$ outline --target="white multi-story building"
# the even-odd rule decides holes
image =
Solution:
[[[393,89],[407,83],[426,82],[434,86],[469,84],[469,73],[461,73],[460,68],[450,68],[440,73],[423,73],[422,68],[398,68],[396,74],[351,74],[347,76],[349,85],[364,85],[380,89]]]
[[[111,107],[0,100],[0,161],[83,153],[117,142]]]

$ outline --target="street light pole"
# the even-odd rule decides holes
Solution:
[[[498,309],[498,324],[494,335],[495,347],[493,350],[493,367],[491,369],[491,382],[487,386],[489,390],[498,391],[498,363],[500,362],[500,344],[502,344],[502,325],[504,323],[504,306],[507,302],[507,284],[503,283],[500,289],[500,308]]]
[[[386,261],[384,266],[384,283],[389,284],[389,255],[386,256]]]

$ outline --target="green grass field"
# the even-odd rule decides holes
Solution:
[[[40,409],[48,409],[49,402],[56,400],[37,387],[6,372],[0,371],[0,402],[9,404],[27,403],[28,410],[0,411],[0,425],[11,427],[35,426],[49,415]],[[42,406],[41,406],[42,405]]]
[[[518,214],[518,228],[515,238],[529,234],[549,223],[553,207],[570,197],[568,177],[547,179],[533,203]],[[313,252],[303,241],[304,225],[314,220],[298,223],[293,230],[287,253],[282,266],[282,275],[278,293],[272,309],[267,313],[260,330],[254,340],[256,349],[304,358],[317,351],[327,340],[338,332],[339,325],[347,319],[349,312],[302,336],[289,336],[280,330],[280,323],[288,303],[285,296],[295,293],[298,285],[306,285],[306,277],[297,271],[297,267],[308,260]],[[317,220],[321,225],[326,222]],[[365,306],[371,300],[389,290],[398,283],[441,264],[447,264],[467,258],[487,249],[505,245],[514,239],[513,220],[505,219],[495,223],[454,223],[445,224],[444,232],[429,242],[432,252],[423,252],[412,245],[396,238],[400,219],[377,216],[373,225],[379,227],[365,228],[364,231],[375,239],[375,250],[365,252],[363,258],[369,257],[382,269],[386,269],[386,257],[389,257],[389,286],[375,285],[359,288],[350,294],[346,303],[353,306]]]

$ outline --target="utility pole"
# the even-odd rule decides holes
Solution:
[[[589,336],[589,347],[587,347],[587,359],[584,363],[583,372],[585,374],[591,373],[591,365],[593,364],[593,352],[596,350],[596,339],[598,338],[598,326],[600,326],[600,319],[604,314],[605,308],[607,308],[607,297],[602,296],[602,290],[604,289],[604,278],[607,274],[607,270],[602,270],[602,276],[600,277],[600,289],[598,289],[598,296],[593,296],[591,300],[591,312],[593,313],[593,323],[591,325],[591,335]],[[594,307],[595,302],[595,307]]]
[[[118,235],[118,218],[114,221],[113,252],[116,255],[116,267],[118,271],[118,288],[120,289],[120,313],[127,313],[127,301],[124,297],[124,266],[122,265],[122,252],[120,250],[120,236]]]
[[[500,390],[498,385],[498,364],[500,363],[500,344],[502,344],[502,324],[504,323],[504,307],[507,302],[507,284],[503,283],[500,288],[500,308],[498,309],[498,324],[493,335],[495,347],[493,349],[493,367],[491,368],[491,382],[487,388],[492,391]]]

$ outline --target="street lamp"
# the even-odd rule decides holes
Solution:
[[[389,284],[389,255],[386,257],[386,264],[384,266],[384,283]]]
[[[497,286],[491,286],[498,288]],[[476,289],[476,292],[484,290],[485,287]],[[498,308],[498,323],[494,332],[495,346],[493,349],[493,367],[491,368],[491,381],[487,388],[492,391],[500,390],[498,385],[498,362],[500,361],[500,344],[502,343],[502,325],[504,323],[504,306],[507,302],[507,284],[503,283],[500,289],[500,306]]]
#####
- _What is asked_:
All entries shown above should be printed again exactly.

- _Task response_:
$ outline --target="white multi-story building"
# the even-odd rule decides holes
image =
Solution:
[[[393,89],[407,83],[426,82],[434,86],[469,84],[469,73],[461,73],[460,68],[450,68],[440,73],[423,73],[422,68],[398,68],[396,74],[351,74],[347,76],[349,85],[364,85],[380,89]]]
[[[111,107],[0,100],[0,161],[83,153],[117,142]]]

$ outline --target="street light pole"
# the even-odd rule decides holes
Solution:
[[[498,309],[498,324],[494,335],[495,347],[493,350],[493,367],[491,369],[491,382],[487,386],[489,390],[498,391],[498,363],[500,362],[500,344],[502,344],[502,325],[504,323],[504,306],[507,302],[507,284],[503,283],[500,289],[500,308]]]
[[[386,261],[384,266],[384,283],[389,284],[389,255],[386,256]]]

$ outline --target="green grass field"
# the even-odd rule decides holes
Solution:
[[[40,409],[48,409],[49,402],[56,400],[37,387],[6,372],[0,371],[0,402],[9,404],[27,403],[28,410],[0,411],[0,425],[11,427],[35,426],[49,415]],[[42,406],[41,406],[42,405]]]
[[[518,214],[518,228],[515,238],[529,234],[549,223],[553,207],[570,197],[568,177],[547,179],[533,203]],[[313,252],[303,241],[304,225],[314,220],[298,223],[293,230],[287,253],[282,266],[282,275],[278,293],[272,309],[267,313],[260,330],[254,340],[256,349],[304,358],[317,351],[327,340],[338,332],[339,325],[347,319],[349,312],[302,336],[289,336],[280,330],[280,323],[288,303],[285,296],[295,293],[298,285],[306,285],[306,277],[297,271],[297,267],[308,260]],[[317,220],[321,225],[326,222]],[[365,306],[371,300],[389,290],[398,283],[441,264],[447,264],[467,258],[487,249],[505,245],[514,239],[513,220],[505,219],[495,223],[454,223],[445,224],[444,232],[429,242],[432,252],[423,252],[412,245],[396,238],[400,219],[377,216],[373,225],[379,227],[365,228],[364,231],[375,239],[375,250],[365,252],[363,258],[369,257],[382,269],[386,269],[386,257],[389,257],[389,286],[375,285],[359,288],[350,294],[346,303],[353,306]]]

$ outline --target="utility pole"
# the even-odd rule decides holes
Solution:
[[[589,336],[589,347],[587,347],[587,359],[584,363],[583,372],[585,374],[591,373],[591,365],[593,364],[593,352],[596,350],[596,339],[598,338],[598,326],[600,326],[600,319],[604,314],[605,308],[607,308],[607,297],[602,296],[602,290],[604,289],[604,278],[607,274],[607,270],[602,270],[602,276],[600,277],[600,289],[598,289],[598,296],[593,296],[591,300],[591,312],[593,313],[593,323],[591,325],[591,335]],[[594,307],[595,302],[595,307]]]
[[[118,235],[118,218],[114,221],[113,252],[116,255],[116,267],[118,271],[118,288],[120,289],[120,313],[127,313],[127,301],[124,297],[124,266],[122,265],[122,252],[120,250],[120,236]]]
[[[500,390],[498,385],[498,364],[500,363],[500,344],[502,344],[502,324],[504,323],[504,307],[507,302],[507,284],[503,283],[500,288],[500,308],[498,309],[498,324],[493,335],[495,347],[493,349],[493,367],[491,368],[491,382],[487,388],[492,391]]]

$ outline --target="street lamp"
# the even-odd rule decides holes
Solution:
[[[389,284],[389,255],[386,257],[386,264],[384,266],[384,283]]]
[[[497,286],[491,286],[498,288]],[[476,289],[476,292],[484,290],[485,287]],[[498,308],[498,323],[494,332],[495,346],[493,349],[493,367],[491,368],[491,381],[487,388],[492,391],[500,390],[498,385],[498,362],[500,361],[500,344],[502,343],[502,325],[504,323],[504,306],[507,302],[507,284],[503,283],[500,289],[500,306]]]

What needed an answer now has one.